Quoted passage:

=== Section Start ===

The center will use a state-of-the-art computer system currently being set up at the Hebrew University, recruit new researchers, and make the issue of climate accessible to the public and decision-makers. 
The unique project will allow – for the first time in Israel – for researchers from various fields (mathematics, statistics, physics, earth sciences, geography, political science, agriculture, computer science and more) to join forces to develop a climate model that can predict and explain the expected changes in our region from existing models.
"We are in the process of integrating into a new and revolutionary project, a collaboration of several of the world's leading universities, to 'reinvent' the climate model. Along with adapting computer software to future computing technologies, the revolutionary climate model is a hybrid of mathematical equations and artificial intelligence algorithms, leading to a sum exceeding the sum of its parts," added Dr. Uri Adam, also from the Institute of Earth Sciences.
"The initiator of this revolutionary project is Prof. Tapio Schneider. In the United States, he serves as the center's special advisor, and in fact is waiting with us to raise the appropriate resources so that we can contribute to the project and harness it for our needs. It should be noted that the Hebrew University is considered a world leader in cloud and oceanic dynamics."
According to Dr. Adam, "In addition to providing advanced computational infrastructure, the center will include advanced training in earth sciences, advanced measurements, the establishment of a digital data archive adapted for data mining and big data research, and the promotion of connections between researchers from Israel and the world."

=== Section End ===

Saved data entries
=== Section Start ===

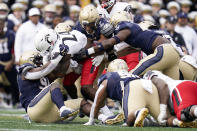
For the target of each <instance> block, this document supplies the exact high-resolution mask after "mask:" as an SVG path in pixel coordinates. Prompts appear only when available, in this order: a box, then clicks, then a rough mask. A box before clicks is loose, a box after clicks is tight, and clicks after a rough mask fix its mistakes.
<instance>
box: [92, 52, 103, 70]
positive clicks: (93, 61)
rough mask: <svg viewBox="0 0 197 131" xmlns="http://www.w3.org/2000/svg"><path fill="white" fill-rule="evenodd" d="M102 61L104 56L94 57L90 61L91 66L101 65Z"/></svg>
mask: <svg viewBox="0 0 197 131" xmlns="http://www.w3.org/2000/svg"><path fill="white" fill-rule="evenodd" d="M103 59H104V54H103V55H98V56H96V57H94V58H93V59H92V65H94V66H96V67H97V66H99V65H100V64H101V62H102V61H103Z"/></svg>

=== Section End ===
=== Section Start ===

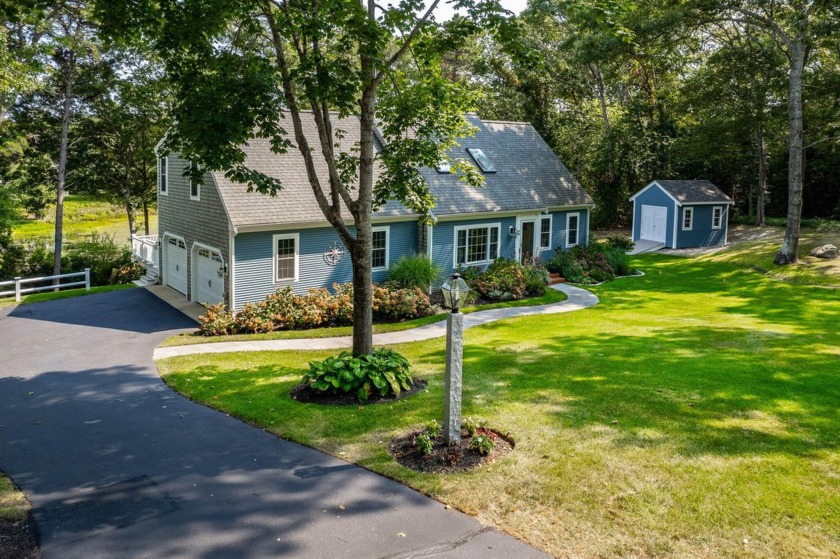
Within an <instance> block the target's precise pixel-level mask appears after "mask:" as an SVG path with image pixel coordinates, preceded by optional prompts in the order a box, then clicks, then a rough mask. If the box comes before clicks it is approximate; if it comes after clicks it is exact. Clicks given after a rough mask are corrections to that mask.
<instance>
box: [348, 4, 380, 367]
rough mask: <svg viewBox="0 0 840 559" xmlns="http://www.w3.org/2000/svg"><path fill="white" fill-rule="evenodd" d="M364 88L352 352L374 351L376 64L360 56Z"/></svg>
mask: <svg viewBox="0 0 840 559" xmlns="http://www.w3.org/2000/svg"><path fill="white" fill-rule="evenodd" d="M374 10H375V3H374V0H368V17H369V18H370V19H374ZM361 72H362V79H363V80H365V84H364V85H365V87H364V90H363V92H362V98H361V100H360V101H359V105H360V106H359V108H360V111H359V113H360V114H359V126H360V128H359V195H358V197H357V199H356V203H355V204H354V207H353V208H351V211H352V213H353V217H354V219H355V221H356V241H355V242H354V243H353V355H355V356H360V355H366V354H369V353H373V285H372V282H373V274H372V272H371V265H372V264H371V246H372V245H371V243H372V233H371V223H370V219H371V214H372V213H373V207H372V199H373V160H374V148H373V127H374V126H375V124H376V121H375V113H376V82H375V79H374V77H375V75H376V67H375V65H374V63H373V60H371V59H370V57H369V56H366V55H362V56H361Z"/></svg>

=== Section End ===

Work request: According to the passage on the climate center, who initiated the revolutionary project to reinvent the climate model?

Problem solution: Prof. Tapio Schneider